▶ What you will do
**A)** List each earlier agreement that the lease amendment below names as part of the Lease, with its date.
**B)** According to the lease amendment below, how many rentable square feet does the Existing Premises cover?
-- Document excerpt start --
FOURTH AMENDMENT TO LEASE
Exhibit 10.5
FOURTH AMENDMENT TO LEASE
THIS FOURTH AMENDMENT TO LEASE (this “Amendment”) is dated as of October 22, 2013 (the “Effective Date”) and is entered into by and between XX XXX XXXXXX, LLC, a Delaware limited liability company (“Landlord”), and LNH INC., a Delaware corporation (“Tenant”), with reference to the following facts:
A. Landlord’s predecessor-in-interest and Tenant’s predecessor-in-interest, entered into that certain Office Lease Agreement dated March 27, 2007, as amended by that certain Amendment to Lease Agreement dated February 1, 2011, that certain Lease Amendment dated August 23, 2012 and that certain Third Amendment to Lease dated January 15, 2013 (“Third Amendment”) (as amended, the “Lease”), pursuant to which Landlord leases to Tenant, approximately 24,954 rentable square feet of space, known as Suites 350, 400, 400A and 425, in the Building (the “Existing Premises”).
C. Landlord and Tenant desire to modify and amend the Lease to provide for the extension of the commencement date for the Expansion Premises (as defined in the Third Amendment).
NOW, THEREFORE, in consideration of the mutual covenants set forth herein and for other good and valuable consideration, the receipt whereof and sufficiency of which are hereby acknowledged, Landlord and Tenant hereby agree as follows:
1. Scope of Amendment; Defined Terms; Incorporation of Recitals. Except as expressly provided in this Amendment, the Lease shall remain in full force and effect in all respects and the term “Lease” shall mean the Lease as previously amended and as modified by this Amendment. Capitalized terms used but not otherwise defined in this Amendment have the respective meanings given to them in the Lease. The preamble and recitals set forth above are hereby incorporated into this Amendment by this reference in their entirety.
-- Document excerpt end --
-- Supplied records start --
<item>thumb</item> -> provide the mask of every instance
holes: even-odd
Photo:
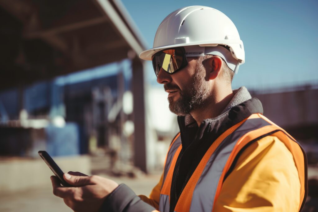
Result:
[[[84,186],[92,184],[89,177],[88,176],[75,176],[65,173],[63,175],[63,177],[66,182],[75,187]]]

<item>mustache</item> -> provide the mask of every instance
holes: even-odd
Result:
[[[165,91],[167,91],[167,90],[180,90],[180,88],[177,85],[170,84],[165,84],[164,85],[163,88],[164,88]]]

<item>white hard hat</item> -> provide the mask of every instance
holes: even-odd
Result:
[[[151,60],[154,54],[165,49],[219,44],[229,48],[232,59],[237,61],[237,71],[238,65],[245,62],[245,53],[243,42],[233,22],[214,8],[187,7],[173,12],[162,21],[156,33],[153,47],[142,52],[139,57]]]

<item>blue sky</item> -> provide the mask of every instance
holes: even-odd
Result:
[[[224,13],[236,26],[245,50],[245,63],[234,77],[233,88],[245,85],[262,90],[318,84],[318,1],[122,2],[149,48],[161,21],[179,8],[195,4]],[[147,67],[147,79],[154,84],[150,63]]]

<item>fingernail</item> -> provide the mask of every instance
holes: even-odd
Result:
[[[67,179],[70,179],[71,176],[70,174],[68,174],[67,173],[66,173],[64,174],[64,175],[65,176],[65,177]]]

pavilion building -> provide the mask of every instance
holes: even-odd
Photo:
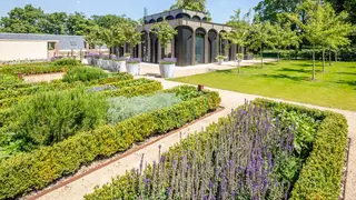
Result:
[[[145,62],[158,63],[168,54],[177,58],[177,66],[181,67],[216,62],[218,54],[234,60],[237,46],[221,37],[222,32],[231,31],[231,27],[208,22],[207,18],[205,12],[186,9],[145,17],[145,24],[137,27],[137,31],[142,32],[142,42],[134,49],[134,57],[142,58]],[[164,19],[178,32],[166,49],[161,48],[151,32],[152,26]]]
-- Supplied records end --
▶ Expected answers
**A)**
Office Lease Agreement, dated March 27, 2007
Amendment to Lease Agreement, dated February 1, 2011
Lease Amendment, dated August 23, 2012
Third Amendment to Lease, dated January 15, 2013

**B)** Approximately 24,954 rentable square feet.